**YOUR TASK:** Identify every line of the records that contains the string "canopy", and copy each of those lines. Case counts.

**RAW RECORDS:**
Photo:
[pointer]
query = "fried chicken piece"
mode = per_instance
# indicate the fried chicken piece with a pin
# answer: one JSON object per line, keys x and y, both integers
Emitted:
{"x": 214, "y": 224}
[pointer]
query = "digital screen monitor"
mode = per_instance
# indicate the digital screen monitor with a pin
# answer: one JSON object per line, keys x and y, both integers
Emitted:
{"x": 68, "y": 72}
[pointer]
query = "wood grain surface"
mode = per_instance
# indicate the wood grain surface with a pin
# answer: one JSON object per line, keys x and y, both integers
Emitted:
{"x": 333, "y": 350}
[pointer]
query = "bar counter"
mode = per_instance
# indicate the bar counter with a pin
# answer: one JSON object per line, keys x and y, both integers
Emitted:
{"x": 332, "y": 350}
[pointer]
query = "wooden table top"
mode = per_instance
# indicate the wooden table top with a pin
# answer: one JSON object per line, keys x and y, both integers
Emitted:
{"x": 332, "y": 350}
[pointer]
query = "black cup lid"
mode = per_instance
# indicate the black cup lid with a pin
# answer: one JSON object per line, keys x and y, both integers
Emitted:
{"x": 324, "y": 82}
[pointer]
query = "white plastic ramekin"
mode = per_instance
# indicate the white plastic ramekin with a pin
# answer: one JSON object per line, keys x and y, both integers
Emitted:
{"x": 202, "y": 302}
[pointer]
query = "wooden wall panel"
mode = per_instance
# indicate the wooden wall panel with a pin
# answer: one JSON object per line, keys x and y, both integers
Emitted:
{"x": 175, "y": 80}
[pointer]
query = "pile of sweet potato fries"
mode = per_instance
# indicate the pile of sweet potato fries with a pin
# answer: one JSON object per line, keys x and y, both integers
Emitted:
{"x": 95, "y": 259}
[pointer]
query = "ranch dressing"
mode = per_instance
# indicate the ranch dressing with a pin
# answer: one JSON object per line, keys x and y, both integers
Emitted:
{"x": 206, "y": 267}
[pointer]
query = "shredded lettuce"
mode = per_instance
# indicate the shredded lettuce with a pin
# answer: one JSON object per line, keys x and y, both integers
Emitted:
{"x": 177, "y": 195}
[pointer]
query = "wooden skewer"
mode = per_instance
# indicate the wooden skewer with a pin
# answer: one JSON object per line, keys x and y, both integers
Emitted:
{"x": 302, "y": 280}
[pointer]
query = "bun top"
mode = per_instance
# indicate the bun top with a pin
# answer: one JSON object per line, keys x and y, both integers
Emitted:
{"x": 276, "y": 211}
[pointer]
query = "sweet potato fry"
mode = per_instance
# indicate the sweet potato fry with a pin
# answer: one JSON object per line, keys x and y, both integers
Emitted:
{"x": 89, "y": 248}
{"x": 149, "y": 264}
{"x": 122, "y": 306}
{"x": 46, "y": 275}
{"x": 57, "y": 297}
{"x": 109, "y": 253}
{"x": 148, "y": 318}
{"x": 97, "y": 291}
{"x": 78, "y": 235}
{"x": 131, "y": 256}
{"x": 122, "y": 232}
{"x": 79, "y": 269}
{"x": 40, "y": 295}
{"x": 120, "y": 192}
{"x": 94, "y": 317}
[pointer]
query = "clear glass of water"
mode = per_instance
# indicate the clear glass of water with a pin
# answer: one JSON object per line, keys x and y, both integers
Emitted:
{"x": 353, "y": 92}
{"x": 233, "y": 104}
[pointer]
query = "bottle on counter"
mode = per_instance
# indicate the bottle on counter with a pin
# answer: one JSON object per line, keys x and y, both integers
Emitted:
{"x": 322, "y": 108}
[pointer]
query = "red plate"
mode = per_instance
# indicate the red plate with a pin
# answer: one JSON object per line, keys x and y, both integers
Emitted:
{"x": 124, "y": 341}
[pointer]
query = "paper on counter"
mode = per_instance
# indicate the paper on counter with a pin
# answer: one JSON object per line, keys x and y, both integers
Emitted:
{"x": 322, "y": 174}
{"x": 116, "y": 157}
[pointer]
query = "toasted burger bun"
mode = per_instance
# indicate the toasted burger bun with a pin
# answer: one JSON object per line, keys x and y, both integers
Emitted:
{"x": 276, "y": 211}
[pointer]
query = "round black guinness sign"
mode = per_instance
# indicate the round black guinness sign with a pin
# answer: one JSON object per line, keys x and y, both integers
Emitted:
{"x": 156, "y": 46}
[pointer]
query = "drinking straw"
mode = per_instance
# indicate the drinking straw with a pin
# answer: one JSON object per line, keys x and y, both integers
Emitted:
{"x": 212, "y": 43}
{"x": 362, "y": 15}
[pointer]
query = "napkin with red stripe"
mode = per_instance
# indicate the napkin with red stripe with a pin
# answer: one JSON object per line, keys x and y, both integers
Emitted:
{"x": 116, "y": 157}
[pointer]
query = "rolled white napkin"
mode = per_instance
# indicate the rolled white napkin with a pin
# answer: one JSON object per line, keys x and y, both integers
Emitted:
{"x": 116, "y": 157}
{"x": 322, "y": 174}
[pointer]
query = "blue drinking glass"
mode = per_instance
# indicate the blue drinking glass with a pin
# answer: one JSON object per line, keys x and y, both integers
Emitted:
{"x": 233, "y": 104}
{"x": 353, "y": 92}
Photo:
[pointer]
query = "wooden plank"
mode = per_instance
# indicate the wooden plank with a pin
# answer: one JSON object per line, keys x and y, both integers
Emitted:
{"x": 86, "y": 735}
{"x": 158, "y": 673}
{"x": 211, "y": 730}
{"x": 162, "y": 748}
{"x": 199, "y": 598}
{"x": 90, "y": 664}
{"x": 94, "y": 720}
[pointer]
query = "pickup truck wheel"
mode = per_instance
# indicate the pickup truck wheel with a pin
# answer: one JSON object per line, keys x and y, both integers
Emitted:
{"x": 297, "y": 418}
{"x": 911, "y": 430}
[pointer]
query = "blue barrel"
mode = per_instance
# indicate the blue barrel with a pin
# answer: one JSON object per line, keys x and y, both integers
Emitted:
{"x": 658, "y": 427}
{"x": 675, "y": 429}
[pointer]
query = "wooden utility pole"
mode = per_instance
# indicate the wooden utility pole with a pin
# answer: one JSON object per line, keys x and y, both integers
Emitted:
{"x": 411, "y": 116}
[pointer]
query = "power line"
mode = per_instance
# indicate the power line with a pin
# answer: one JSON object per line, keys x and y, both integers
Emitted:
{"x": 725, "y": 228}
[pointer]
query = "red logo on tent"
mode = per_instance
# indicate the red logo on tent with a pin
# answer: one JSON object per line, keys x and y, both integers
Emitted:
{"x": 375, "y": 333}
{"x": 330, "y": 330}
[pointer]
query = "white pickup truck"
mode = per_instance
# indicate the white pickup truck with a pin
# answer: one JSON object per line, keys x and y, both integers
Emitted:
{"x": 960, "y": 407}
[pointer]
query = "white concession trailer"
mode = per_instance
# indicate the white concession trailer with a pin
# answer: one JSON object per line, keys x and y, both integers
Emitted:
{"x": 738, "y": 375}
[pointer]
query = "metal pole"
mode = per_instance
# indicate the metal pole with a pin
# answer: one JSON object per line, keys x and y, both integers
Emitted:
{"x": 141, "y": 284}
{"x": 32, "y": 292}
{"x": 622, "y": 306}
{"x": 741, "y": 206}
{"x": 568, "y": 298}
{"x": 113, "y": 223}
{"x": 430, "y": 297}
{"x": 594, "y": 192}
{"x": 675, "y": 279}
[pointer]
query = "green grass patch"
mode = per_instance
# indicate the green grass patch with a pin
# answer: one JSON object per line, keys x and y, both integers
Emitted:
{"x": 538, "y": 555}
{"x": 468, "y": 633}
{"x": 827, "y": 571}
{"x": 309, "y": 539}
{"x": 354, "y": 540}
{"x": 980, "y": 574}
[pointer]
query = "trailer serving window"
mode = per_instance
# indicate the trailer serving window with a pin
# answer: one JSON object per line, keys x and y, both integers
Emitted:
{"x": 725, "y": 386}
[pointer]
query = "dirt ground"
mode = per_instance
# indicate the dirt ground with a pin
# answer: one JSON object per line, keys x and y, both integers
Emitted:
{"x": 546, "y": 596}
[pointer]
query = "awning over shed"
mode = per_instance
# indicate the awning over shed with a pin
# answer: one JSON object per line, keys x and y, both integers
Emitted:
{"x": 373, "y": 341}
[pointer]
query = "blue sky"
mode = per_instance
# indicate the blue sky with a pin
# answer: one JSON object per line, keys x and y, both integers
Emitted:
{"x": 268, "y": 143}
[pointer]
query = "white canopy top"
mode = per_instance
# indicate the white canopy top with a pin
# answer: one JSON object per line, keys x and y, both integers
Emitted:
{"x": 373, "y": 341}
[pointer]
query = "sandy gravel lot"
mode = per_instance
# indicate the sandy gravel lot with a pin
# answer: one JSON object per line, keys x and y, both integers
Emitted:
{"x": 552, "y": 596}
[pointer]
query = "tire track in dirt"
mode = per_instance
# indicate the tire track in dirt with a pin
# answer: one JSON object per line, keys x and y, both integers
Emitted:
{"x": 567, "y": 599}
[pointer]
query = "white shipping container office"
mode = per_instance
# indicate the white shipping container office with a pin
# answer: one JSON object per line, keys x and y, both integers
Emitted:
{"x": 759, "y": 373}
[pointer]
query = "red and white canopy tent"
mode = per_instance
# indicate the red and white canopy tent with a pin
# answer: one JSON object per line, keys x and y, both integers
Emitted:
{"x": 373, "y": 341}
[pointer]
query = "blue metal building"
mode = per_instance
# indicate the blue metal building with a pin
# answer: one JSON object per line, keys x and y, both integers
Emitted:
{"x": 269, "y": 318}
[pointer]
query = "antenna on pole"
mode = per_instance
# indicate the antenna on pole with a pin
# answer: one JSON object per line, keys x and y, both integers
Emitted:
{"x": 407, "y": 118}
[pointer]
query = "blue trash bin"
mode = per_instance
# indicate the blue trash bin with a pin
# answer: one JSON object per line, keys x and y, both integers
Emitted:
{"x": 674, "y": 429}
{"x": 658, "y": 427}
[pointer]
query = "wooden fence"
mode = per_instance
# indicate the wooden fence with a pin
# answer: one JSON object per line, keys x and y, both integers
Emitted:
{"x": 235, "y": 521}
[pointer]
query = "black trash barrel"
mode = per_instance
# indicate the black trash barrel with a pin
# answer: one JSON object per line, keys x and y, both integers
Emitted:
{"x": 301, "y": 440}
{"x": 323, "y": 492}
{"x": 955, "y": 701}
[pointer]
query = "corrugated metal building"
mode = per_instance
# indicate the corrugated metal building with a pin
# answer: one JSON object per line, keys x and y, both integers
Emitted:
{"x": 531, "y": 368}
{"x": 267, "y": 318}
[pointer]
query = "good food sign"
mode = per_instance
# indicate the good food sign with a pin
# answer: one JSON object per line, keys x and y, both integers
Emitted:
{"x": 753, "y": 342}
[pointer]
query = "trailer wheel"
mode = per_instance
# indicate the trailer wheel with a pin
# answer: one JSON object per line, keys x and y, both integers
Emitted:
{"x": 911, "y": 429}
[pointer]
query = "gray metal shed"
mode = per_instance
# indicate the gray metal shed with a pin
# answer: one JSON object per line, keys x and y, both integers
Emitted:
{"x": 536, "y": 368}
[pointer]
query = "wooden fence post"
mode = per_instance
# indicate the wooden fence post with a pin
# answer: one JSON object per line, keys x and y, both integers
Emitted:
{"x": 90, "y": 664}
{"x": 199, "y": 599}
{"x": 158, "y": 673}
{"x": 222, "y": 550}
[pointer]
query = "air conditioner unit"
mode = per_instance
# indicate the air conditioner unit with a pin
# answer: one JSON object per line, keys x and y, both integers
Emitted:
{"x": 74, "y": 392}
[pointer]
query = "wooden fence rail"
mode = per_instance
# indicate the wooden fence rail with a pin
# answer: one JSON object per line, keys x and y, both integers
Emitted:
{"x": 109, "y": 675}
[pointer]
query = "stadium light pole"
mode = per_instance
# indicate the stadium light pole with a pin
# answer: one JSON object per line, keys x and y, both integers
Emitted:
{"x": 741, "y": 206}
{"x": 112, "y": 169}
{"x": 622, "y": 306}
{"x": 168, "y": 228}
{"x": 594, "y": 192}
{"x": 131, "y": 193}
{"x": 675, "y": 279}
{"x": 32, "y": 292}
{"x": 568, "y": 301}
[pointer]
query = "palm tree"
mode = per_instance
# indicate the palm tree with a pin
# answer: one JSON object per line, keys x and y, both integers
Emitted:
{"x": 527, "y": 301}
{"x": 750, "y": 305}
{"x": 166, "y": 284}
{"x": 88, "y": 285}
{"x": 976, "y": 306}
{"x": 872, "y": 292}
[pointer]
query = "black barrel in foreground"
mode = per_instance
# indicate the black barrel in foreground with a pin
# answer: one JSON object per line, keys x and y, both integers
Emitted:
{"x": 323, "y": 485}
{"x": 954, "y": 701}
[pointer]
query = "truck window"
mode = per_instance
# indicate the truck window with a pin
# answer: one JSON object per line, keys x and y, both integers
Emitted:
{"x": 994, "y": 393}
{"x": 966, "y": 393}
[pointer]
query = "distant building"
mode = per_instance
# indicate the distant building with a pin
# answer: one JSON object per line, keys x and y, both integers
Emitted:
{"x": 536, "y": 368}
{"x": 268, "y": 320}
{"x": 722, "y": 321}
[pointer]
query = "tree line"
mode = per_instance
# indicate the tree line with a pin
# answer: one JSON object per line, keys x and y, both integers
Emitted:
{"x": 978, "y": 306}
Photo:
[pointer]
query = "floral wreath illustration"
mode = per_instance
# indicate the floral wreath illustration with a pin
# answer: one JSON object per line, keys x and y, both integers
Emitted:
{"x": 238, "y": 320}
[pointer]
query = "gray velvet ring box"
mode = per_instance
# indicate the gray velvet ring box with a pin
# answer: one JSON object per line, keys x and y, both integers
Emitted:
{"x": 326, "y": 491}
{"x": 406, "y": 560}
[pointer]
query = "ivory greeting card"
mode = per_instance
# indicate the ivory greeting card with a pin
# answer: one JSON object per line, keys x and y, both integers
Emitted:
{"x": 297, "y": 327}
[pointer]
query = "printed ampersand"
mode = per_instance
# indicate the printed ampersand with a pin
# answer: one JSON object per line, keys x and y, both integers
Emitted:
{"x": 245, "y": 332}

**ANSWER IN FULL:**
query = "white canopy top"
# indicate the white canopy top with a pin
query = "red and white canopy tent"
# indicate the red and white canopy tent with a pin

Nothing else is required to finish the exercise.